● 原文抜粋:
· · · · · · ·
理事長をやっているのですが、住民から直接理事長あてに苦情あり、対応に困る…
または、
理事会宛に書面が届き、どのように対応したらよいのか分からない…
さらには、
理事をやっているのですが、私には言いやすいようで直接クレームが来てしまった…
このような経験をしたことがある管理組合役員も比較的多いでしょう。
確かに、区分所有者や居住者からの苦情やクレームにどう対応すればよいのか、悩みますよね。
今回は区分所有者や居住者からの、管理組合宛のクレームについて、どのように対処したらよいのか、よりよい対処方法を、これまで対応経験があるマンション管理士である筆者が紹介します。
管理組合に寄せられる苦情の対応方法3選【マンション管理士が解説】
今回紹介する内容は以下の通りです。
・管理組合にとって想定される苦情やクレームとは?
・対応の前提として押さえておくべきことは?
・苦情やクレームの対応方法は?
まずはじめに、国土交通省が発表した令和5年度マンション総合調査より、どのようなトラブルが発生しているのか、その傾向を確認します。
そして管理組合として、理事会や役員に寄せられるようなおもなクレームを想定して挙げてみます。
次に、苦情やクレームに対応する前に、前提として役員や理事会として考えておきたいことを紹介します。
最後の章では、苦情やクレームの具体的な対応方法について、一例を挙げながら紹介します。
ただし、クレームや苦情をいう区分所有者や住民特性やクレームの種類によっては、必ずしも無理に理事会内や管理組合で解決しないほうがよいこともあります。
なぜなら、法に触れる可能性もあるためです。
そのようなケースについては、一般的な解消法にとどめたいと考えます。
そして、個別、具体的な事例は弁護士等の法律の専門家に相談すべき事項になります。
そのため、今回は法的な問題の手前になるような苦情、クレームの対応方法について考えたいと思います。
管理組合におけるトラブルの発生状況は?
令和5年度のマンション総合調査より、管理組合では具体的にどのようなトラブルが発生しているのか、傾向を見てみましょう。
以下、国土交通省が発表した、令和5年度のマンション総合調査の管理組合が回答したデータをそのまま引用します。
トラブルの発生状況は?
· · · · · · ·
● 提供資料:
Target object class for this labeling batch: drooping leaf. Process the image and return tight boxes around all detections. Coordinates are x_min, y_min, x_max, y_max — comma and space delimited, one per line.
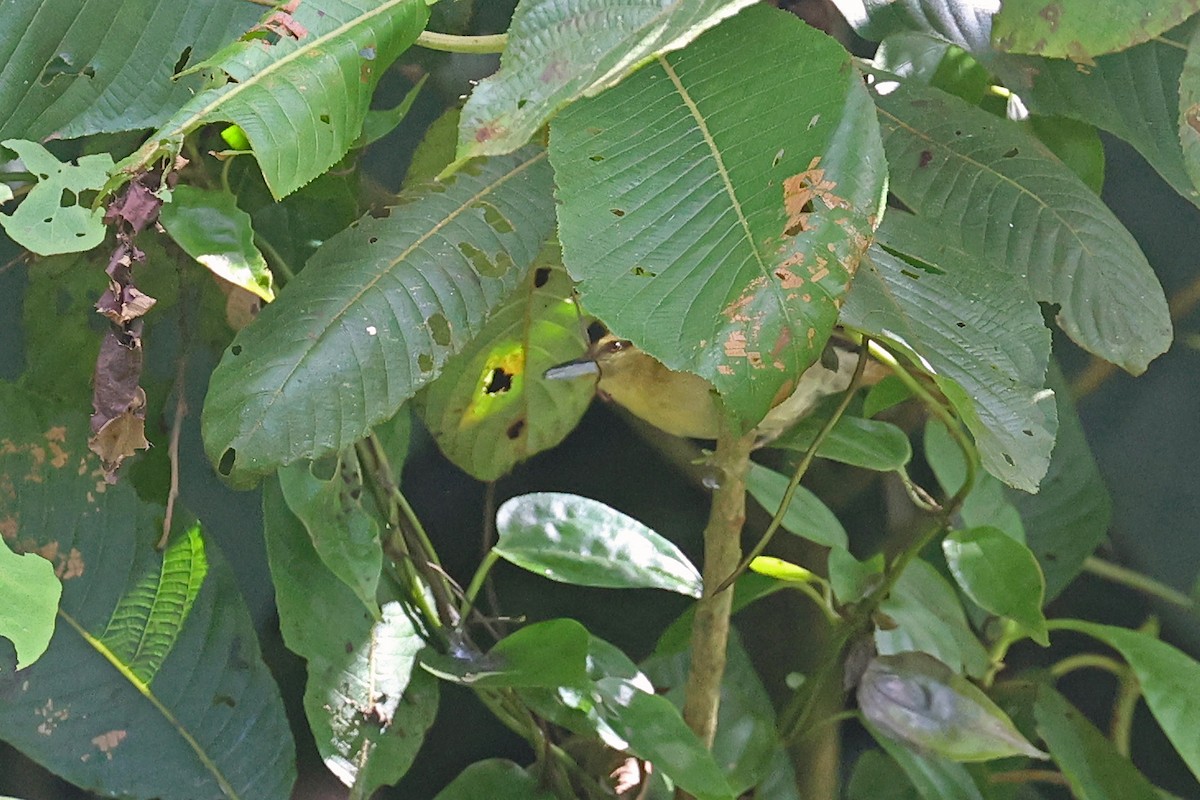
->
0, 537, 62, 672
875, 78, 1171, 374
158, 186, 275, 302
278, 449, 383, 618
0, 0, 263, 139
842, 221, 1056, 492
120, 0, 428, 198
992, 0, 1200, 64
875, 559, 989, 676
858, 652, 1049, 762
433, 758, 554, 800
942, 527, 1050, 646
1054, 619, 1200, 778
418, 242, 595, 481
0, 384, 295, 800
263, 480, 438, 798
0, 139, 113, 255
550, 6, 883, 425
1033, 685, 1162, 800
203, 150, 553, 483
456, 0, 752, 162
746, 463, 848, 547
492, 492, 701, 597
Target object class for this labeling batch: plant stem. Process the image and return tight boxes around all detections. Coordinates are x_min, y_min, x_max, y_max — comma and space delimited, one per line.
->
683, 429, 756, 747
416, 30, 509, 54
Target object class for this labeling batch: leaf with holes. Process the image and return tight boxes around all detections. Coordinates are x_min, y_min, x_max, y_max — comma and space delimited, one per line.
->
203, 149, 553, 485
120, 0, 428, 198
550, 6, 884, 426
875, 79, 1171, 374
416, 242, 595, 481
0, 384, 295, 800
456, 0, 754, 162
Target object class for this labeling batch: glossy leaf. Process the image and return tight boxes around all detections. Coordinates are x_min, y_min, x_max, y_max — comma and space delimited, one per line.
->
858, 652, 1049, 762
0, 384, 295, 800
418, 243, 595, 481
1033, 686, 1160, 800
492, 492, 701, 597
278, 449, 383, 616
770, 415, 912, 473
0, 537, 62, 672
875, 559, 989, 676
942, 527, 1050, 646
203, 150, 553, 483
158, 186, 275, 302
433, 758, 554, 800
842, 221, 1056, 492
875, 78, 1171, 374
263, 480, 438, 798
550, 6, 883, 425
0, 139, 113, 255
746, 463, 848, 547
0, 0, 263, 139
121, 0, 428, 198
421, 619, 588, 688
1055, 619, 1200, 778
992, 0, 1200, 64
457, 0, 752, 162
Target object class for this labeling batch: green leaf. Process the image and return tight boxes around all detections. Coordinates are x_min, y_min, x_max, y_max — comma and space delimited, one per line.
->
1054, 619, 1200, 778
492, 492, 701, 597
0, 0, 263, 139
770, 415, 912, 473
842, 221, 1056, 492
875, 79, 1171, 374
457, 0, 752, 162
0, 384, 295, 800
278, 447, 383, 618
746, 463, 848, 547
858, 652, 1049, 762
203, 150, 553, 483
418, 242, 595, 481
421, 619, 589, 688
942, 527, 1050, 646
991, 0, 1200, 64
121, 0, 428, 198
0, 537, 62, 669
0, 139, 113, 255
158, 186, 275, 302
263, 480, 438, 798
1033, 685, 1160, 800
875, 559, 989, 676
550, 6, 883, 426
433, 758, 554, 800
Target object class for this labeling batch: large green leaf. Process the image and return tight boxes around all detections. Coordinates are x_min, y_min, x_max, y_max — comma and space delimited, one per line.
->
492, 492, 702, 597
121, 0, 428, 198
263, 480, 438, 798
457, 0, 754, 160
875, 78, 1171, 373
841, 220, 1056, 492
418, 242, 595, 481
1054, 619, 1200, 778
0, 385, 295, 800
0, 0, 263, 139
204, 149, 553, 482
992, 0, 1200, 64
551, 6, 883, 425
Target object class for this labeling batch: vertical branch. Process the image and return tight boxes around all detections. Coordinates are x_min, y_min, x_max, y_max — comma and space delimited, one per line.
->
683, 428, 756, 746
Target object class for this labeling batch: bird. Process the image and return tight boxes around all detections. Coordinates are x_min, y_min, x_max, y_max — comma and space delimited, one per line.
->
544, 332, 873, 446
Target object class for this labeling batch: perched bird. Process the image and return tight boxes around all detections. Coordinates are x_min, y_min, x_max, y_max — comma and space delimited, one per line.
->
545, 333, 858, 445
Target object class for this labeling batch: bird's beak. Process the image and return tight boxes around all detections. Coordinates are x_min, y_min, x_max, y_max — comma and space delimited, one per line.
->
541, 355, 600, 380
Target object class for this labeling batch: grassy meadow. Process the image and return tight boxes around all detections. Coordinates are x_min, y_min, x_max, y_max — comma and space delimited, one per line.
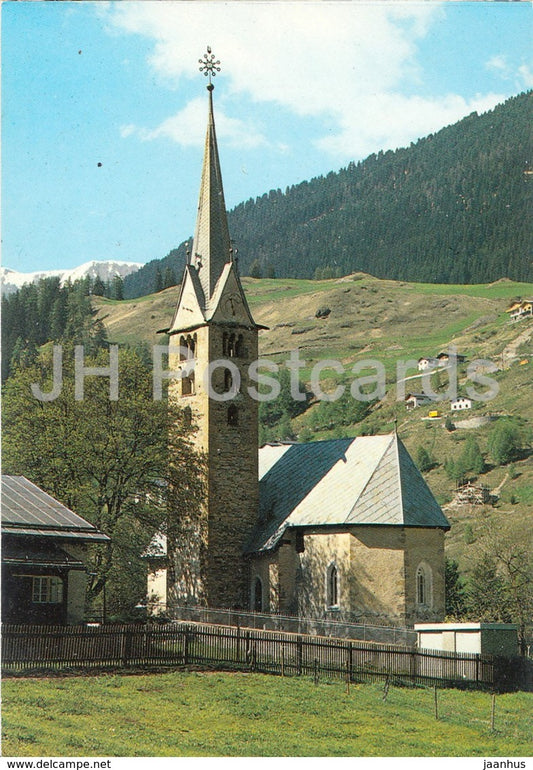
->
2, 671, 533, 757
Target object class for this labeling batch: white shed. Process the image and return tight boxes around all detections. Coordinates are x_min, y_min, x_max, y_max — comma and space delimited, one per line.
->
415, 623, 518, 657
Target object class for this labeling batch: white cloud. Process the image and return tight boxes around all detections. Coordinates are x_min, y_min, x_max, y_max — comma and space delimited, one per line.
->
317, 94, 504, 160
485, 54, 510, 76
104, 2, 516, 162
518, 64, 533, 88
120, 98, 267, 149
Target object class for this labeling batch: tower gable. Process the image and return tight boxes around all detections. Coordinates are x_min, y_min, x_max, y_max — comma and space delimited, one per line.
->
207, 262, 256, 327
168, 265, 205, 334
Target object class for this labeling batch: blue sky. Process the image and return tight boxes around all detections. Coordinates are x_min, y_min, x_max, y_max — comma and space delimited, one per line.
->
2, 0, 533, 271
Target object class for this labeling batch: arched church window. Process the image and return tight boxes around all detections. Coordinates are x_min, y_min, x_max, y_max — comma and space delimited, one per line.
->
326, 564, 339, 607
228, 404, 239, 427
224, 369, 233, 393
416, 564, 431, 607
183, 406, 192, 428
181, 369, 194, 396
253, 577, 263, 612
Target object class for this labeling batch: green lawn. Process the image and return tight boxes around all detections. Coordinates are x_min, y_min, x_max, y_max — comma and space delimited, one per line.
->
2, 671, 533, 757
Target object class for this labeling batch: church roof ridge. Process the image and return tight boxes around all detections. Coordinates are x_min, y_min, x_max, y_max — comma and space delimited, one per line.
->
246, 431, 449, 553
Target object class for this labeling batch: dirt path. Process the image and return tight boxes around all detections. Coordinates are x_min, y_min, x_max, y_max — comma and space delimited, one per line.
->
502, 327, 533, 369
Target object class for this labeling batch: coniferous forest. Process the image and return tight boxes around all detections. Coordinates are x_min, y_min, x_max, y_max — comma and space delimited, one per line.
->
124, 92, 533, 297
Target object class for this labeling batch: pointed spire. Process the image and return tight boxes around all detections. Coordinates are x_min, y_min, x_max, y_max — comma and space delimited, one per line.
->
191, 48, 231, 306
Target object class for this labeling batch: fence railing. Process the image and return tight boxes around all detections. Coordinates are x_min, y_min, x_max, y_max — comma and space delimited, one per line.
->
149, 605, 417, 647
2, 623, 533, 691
· · · · · · ·
● 取り組む作業:
1. 原文抜粋にある「このような経験をしたことがある管理組合役員も比較的多いでしょう。」という一文を英語に訳してください。
2. 原文抜粋のうち、「確かに、区分所有者や居住者か」から始まり「そのようなケースについては、一般的な解消法にとどめたいと考えます。」で終わる範囲を、一字一句変えずに抜き出してください。

● 回答一覧:
1. Quite a few management association officers have probably had an experience like this.

2.
確かに、区分所有者や居住者からの苦情やクレームにどう対応すればよいのか、悩みますよね。
今回は区分所有者や居住者からの、管理組合宛のクレームについて、どのように対処したらよいのか、よりよい対処方法を、これまで対応経験があるマンション管理士である筆者が紹介します。
管理組合に寄せられる苦情の対応方法3選【マンション管理士が解説】
今回紹介する内容は以下の通りです。
・管理組合にとって想定される苦情やクレームとは?
・対応の前提として押さえておくべきことは?
・苦情やクレームの対応方法は?
まずはじめに、国土交通省が発表した令和5年度マンション総合調査より、どのようなトラブルが発生しているのか、その傾向を確認します。
そして管理組合として、理事会や役員に寄せられるようなおもなクレームを想定して挙げてみます。
次に、苦情やクレームに対応する前に、前提として役員や理事会として考えておきたいことを紹介します。
最後の章では、苦情やクレームの具体的な対応方法について、一例を挙げながら紹介します。
ただし、クレームや苦情をいう区分所有者や住民特性やクレームの種類によっては、必ずしも無理に理事会内や管理組合で解決しないほうがよいこともあります。
なぜなら、法に触れる可能性もあるためです。
そのようなケースについては、一般的な解消法にとどめたいと考えます。